_Teks Bacaan_:
"""

JAKARTA – China dan Amerika Serikat tercatat memiliki adopsi kendaraan listrik tertinggi pada 2019 masing-masing sebanyak 3,4 juta unit dan 1,5 juta unit. Sedangkan negara dengan pangsa pasar kendaraan listrik terbesar di dunia adalah Norwegia, yakni mencapai lebih dari 50%.

Idoan Marciano, Penulis Kajian Institute for Essential Services Reform (IESR) bertema Membangun Ekosistem Kendaraan Listrik di Indonesia, Pelajaran dari Pengalaman Amerika Serikat, Norwegia, dan China, mengatakan ekosistem kendaraan listrik di Indonesia belum terbangun dengan baik. Ekosistem yang dimaksud mencakup beberapa aspek, yaitu insentif dan kebijakan pendukung dari pemerintah; infrastruktur pengisian daya; model dan pasokan kendaraan listrik; Kesadaran dan penerimaan publik; serta antai pasokan baterai dan komponen kendaraan listrik.

"""

Entri data tersimpan
"""

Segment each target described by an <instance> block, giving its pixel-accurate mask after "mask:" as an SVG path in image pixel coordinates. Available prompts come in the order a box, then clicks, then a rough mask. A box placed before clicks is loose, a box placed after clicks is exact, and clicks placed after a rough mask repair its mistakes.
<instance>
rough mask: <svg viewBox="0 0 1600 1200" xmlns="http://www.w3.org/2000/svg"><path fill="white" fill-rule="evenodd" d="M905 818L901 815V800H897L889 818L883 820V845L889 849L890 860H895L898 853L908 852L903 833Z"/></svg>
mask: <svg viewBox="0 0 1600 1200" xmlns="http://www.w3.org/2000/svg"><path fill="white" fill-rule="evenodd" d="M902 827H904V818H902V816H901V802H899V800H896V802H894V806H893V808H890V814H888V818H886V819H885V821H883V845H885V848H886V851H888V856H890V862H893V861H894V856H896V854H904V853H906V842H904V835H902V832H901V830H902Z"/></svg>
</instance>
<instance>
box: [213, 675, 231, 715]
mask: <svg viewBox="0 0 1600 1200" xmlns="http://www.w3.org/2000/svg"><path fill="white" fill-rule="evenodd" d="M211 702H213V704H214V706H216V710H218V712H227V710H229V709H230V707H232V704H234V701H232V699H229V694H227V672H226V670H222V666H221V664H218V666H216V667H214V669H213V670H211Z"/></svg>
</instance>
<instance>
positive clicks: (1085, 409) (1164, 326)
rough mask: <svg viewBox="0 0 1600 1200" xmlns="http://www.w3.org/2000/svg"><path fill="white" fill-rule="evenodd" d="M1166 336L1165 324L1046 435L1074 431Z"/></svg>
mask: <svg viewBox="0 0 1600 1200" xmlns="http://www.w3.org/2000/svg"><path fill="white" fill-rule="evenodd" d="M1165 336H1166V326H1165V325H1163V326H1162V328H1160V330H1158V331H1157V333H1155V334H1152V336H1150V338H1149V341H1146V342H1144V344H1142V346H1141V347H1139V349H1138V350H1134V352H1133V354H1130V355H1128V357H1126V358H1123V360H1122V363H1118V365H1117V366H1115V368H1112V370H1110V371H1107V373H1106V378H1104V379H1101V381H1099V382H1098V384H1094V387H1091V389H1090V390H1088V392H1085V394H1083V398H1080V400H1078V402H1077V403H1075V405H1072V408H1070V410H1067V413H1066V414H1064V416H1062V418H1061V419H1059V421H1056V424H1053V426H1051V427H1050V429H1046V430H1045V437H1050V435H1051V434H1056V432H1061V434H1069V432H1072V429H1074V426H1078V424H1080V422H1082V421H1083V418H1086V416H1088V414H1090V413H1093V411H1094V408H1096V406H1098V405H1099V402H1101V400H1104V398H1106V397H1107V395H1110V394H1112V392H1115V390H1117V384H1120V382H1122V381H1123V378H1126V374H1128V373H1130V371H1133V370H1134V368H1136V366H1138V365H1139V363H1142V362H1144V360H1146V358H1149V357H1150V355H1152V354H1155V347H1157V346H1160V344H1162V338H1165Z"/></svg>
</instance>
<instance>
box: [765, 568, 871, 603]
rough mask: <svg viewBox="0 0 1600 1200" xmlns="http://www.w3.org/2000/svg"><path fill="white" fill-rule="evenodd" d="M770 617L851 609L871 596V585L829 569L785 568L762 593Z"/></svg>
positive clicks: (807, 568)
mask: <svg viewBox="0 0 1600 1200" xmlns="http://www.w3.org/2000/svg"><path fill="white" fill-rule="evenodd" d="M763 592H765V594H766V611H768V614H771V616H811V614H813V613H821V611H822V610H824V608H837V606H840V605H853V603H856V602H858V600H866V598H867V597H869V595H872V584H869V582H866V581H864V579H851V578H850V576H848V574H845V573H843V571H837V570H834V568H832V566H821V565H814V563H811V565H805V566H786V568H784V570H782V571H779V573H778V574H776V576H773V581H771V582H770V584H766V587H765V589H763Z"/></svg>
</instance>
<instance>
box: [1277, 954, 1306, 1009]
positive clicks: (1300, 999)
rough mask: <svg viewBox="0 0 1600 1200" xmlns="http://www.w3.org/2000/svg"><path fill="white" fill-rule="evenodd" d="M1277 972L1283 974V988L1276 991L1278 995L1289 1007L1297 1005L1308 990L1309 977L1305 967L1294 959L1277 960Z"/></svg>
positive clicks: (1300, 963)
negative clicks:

"""

_Butir Tugas 1_: Sajikan bagian listing yang dimulai dari baris pertama listing dan berakhir pada baris yang memuat "818L901 815V800H897L889 818L883" sebagai daftar bernomor, tanpa baris kosong.
_Butir Tugas 2_: Teruskan bacaan tentang ekosistem kendaraan listrik di Indonesia mulai dari kalimat sesudah kalimat terakhir yang ditampilkan.

_Hasil Latihan 1_:
1. Segment each target described by an <instance> block, giving its pixel-accurate mask after "mask:" as an SVG path in image pixel coordinates. Available prompts come in the order a box, then clicks, then a rough mask. A box placed before clicks is loose, a box placed after clicks is exact, and clicks placed after a rough mask repair its mistakes.
2. <instance>
3. rough mask: <svg viewBox="0 0 1600 1200" xmlns="http://www.w3.org/2000/svg"><path fill="white" fill-rule="evenodd" d="M905 818L901 815V800H897L889 818L883 820V845L889 849L890 860H895L898 853L908 852L903 833Z"/></svg>

_Hasil Latihan 2_:
Pemerintah Indonesia melalui Kementerian Perindustrian menargetkan jumlah kendaraan listrik mencapai 20% dari total produksi kendaraan pada 2025. Jumlah tersebut mencakup 400 ribu kendaraan beroda empat Low Carbon Emission Vehicle (LCEV) dan 1,76 juta kendaraan listrik beroda dua. Namun, hingga Agustus 2020 tercatat baru ada sekitar 2.279 kendaraan listrik yang sudah layak jalan.

“Untuk motor listrik terdata sebanyak 1.947 unit, namun belum mencerminkan jumlah adopsi pasca pemerintah meluncurkan program akselerasi pengembangan kendaraan listrik. Angka tersebut masih menggambarkan kendaraan listrik berperforma rendah, jadi sudah ada dari tahun sebelumnya,” kata Idoan, dalam acara diskusi yang digelar secara virtual, Selasa (23/2).

Idoan mengatakan, IESR memilih ketiga negara, China, Amerika Serikat, dan Norwegia sebagai best practices yang bisa ditiru Indonesia. Agar realisasi target terpenuhi, IESR mendorong agar pemerintah Indonesia menerapkan kebijakan fiskal sehingga membuat harga kendaraan listrik lebih kompetitif. Berkaca dari pengalaman ketiga negara tersebut, insentif dapat berupa pembebasan PPN, pajak registrasi, bea impor serta pemberian subsidi.

Saat ini total insentif yang diberikan pemerintah Indonesia hanya mampu mengurangi sekitar 40% dari harga awal kendaraan listrik yang masuk ke Indonesia.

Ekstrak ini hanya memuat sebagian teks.